Problem statement
Omit every picture while repeating the entries exactly.
━━━ Data listing
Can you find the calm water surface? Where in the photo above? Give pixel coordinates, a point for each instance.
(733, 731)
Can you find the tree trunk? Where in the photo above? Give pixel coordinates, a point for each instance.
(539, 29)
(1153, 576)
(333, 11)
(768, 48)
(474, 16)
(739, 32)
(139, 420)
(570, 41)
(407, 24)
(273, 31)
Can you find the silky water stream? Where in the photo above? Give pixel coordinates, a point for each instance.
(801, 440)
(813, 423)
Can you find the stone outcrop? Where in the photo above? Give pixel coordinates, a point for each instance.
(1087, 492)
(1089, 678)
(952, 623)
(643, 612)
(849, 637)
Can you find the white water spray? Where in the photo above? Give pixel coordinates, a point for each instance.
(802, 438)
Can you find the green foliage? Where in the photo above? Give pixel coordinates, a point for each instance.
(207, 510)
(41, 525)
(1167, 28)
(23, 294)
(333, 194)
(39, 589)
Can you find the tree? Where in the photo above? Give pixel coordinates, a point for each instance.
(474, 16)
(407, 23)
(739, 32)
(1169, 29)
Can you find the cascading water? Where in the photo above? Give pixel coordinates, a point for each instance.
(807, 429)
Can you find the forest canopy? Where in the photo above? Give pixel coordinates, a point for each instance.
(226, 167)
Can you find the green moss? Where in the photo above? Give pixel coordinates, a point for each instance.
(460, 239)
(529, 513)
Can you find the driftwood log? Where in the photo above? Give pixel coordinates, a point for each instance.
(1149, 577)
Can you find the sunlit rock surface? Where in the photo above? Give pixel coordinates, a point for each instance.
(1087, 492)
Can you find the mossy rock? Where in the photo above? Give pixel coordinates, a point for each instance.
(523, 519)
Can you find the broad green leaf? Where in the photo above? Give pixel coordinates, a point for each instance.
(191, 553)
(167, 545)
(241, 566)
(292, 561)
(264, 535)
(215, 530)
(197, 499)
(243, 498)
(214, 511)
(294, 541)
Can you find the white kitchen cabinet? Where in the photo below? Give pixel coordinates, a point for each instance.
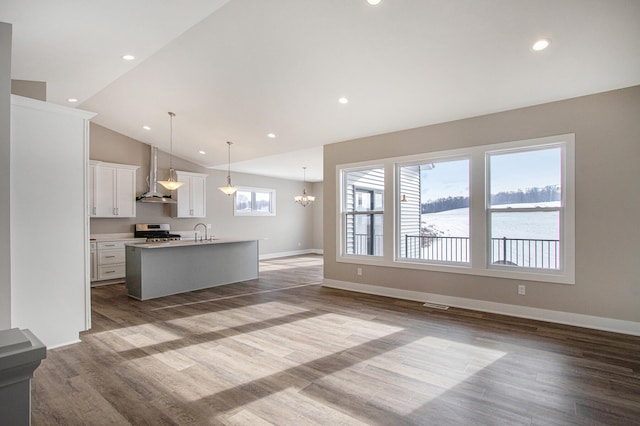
━━━━━━
Response to the task
Can you find the calm water surface? Where in the photo above? Give pixel coordinates, a point for each instance.
(733, 731)
Can you find the tree trunk? Where in the photo above? Give pixel coordinates, a point for each instance.
(539, 29)
(1153, 576)
(333, 11)
(768, 48)
(474, 16)
(739, 32)
(139, 420)
(570, 41)
(407, 24)
(273, 31)
Can you find the silky water stream? Where in the photo above? Give pixel coordinates, a point for each instance.
(801, 440)
(813, 423)
Can you find the stone outcrop? Where in the photo above? Give pixel coordinates, a point for each instance.
(1087, 492)
(1089, 678)
(952, 623)
(643, 612)
(849, 637)
Can you find the white water spray? Where in the photo above? Give pixel coordinates, a point for each instance.
(802, 438)
Can you find the green foliage? Where in the photo above? Give pixel coordinates, a point for each instance.
(207, 510)
(41, 525)
(1167, 28)
(23, 294)
(333, 194)
(39, 589)
Can you find the tree? Where in the photo above? Give pixel coordinates, a point for each instance.
(474, 16)
(407, 23)
(739, 32)
(1169, 29)
Can you find the cascading water? Where in the photo above? Give pixel coordinates, a point for each instance.
(807, 429)
Can you find the forest canopy? Where in the photo above? Give pixel coordinates, a point for each instance.
(226, 167)
Can you find the green moss? Where in the photo above? Give pixel coordinates, a point for each instance.
(460, 239)
(529, 513)
Can you find the driftwood log? Where in the photo above? Give pixel coordinates, a point for each instance.
(1149, 577)
Can you find the sunlit rock surface? Where in the photo above? Give pixel coordinates, a point for each instance.
(1087, 492)
Can you find the mossy rock? Where in the photo above? Give pixel coordinates, a point for each instance.
(523, 519)
Can you find the broad green leaf? Where in the photo above? Give pixel coordinates, a point for each instance.
(191, 553)
(167, 545)
(241, 566)
(292, 561)
(264, 535)
(215, 530)
(197, 499)
(243, 498)
(214, 511)
(294, 541)
Can you find the white kitchen cabinet? Where in the photo below? Give pixel coordinates, a point for each instance.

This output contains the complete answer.